* [What the exercise asks]:
When a line below contains the string "long", show that line.

########################################

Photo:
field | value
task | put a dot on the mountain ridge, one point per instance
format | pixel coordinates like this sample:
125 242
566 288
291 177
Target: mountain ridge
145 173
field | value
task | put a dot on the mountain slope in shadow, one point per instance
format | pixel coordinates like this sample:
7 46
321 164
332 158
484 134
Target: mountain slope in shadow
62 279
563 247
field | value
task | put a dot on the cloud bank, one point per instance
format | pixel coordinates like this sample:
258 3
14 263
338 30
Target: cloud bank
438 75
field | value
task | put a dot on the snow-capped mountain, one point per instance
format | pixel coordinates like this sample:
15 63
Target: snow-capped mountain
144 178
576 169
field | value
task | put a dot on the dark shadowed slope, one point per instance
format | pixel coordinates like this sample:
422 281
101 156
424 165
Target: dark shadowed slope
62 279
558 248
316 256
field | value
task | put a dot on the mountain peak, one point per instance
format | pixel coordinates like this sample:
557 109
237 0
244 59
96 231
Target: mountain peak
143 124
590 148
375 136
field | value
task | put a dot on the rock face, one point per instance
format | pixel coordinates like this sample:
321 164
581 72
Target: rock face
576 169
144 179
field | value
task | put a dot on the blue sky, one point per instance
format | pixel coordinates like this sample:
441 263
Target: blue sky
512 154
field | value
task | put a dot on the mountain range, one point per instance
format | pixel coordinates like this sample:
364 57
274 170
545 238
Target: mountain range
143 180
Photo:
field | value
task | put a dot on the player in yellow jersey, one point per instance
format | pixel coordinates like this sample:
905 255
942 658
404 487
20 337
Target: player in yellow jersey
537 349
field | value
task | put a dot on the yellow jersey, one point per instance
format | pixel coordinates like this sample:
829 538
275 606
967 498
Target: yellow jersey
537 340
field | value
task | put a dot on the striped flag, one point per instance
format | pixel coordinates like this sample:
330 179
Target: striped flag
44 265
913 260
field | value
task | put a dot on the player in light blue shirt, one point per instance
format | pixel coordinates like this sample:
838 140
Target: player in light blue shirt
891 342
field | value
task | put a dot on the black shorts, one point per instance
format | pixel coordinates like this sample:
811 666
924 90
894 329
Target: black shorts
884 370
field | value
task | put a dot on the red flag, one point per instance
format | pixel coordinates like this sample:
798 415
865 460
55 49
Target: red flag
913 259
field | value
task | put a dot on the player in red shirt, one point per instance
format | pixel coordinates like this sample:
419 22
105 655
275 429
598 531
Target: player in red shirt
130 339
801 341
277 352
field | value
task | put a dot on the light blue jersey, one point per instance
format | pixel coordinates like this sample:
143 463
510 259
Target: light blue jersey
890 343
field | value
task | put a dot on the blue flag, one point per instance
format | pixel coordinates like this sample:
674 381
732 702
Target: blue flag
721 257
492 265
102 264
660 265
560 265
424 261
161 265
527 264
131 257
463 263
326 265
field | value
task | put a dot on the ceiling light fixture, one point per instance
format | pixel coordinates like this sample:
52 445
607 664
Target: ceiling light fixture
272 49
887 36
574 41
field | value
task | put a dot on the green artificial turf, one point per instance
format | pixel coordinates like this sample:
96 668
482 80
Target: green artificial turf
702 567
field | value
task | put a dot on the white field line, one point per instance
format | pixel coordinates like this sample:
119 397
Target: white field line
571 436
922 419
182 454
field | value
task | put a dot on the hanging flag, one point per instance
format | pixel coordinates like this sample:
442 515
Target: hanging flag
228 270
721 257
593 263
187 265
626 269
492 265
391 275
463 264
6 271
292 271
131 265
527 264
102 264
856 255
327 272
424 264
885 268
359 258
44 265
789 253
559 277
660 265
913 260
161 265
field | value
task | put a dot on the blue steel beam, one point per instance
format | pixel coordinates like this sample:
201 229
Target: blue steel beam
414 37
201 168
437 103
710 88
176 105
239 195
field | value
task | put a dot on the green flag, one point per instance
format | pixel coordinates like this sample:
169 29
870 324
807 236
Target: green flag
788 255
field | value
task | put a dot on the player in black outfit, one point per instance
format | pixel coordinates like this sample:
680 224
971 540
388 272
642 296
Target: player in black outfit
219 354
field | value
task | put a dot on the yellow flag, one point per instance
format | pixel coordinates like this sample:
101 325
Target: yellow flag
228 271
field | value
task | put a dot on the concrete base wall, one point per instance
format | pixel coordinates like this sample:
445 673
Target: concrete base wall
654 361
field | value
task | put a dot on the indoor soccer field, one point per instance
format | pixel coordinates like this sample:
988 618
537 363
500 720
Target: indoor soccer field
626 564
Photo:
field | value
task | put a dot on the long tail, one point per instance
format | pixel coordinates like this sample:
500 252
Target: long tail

########################################

* [Answer section]:
task | put a dot on the long tail, one point per instance
Target: long tail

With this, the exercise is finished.